PROBLEM DESCRIPTION:
Please set down, word for word, the part of the railway tribunal passage starting at "3. On the prayer" and ending at "the I.D Act.".

SELECTED PASSAGE:
2. The applicant is the Senior Executive Engineer, Northern Railway, Shakur Basti, Delhi. The respondents are (1) Shri Ram Lal and (2) Judge, Labour Court (Central) Rajasthan, Jaipur. Briefly stated the facts are that the respondent No. 1 had filed a petition under Section 33-C(2) of the Industrial Disputes Act before respondent No. 2 on 26.7.81 praying for the computation of salary on regular pay scale since 22.6.70 amounting to Rs. 10,841.75. The applicant has contested the said petition and has been continuously represented by his counsel Shri P.P Singh, Advocate, Bikaner in those proceedings before the respondent No. 2. As the case is being tried at Jaipur, the applicant engaged another lawyer Shri J.P.S Jain of Jaipur who filed his appearance on 7.8.89 along with his Vakalatnama. The respondent No. 1 filed an objection against the appearance of the applicant's lawyer Shri J.P.S Jain. It is alleged that the respondent No. 2 without affording any opportunity to the applicant to meet the objection, illegally upheld the objection of the respondent No. 1 and did not allow the applicant said lawyer Shri J.P.S Jain to plead on his behalf vide order dated 7.8.89 Feeling aggrieved by this order of the respondent No. 2, the applicant has approached this Tribunal for the reliefs extracted above.
3. On the prayer for interim relief, pending decision of the application, proceedings before the Labour Court were stayed till further orders and notices for admission and prayer for issue of ad-interim direction were issued.
4. The respondent No. 1 has contested the application by filing his reply to the ad-interim order. It has been mainly contended that the jurisdiction of the Labour Court under the Industrial Disputes Act, 1947 (for short ‘The I.D Act’) is not barred by Section 28 of the Act, and therefore, the Labour Court has powers and jurisdiction over the matter in dispute. It is further contended that the Tribunal has no jurisdiction to pass any order in respect of interim order passed by the Labour Court under the provisions of the I.D Act.
5. The case is at admission stage but the learned counsel for both the parties have agreed that this should be disposed of finally on merits and for that they are prepared to argue out the case. We have, therefore, heard the arguments so as to dispose of this application finally on merits.
6. The main contention of the respondent is regarding jurisdiction of the Tribunal to entertain the matter in dispute. It has, therefore, to be first seen as to whether this Tribunal has jurisdiction over the matter in dispute? If so whether any direction as prayed for by the applicant can be issued to the respondent No. 2?

DATASET EXTRACT:
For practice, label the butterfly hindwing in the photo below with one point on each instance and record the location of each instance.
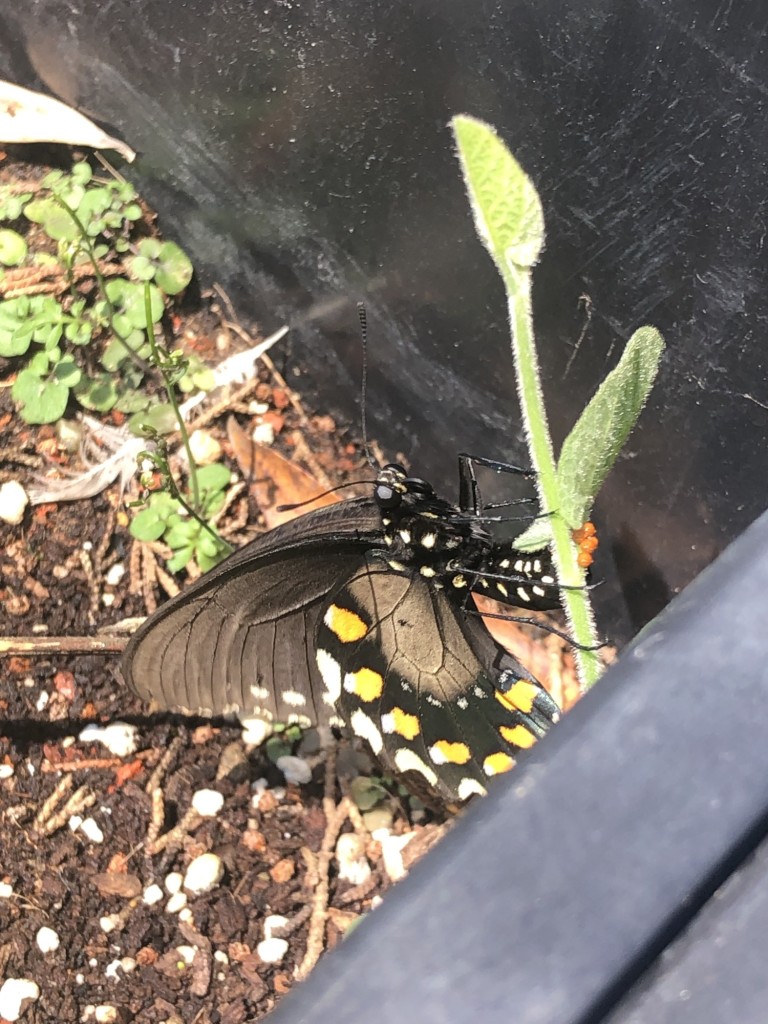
(421, 681)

RESPONSE FOR THIS EXERCISE:
3. On the prayer for interim relief, pending decision of the application, proceedings before the Labour Court were stayed till further orders and notices for admission and prayer for issue of ad-interim direction were issued.
4. The respondent No. 1 has contested the application by filing his reply to the ad-interim order. It has been mainly contended that the jurisdiction of the Labour Court under the Industrial Disputes Act, 1947 (for short ‘The I.D Act’) is not barred by Section 28 of the Act, and therefore, the Labour Court has powers and jurisdiction over the matter in dispute. It is further contended that the Tribunal has no jurisdiction to pass any order in respect of interim order passed by the Labour Court under the provisions of the I.D Act.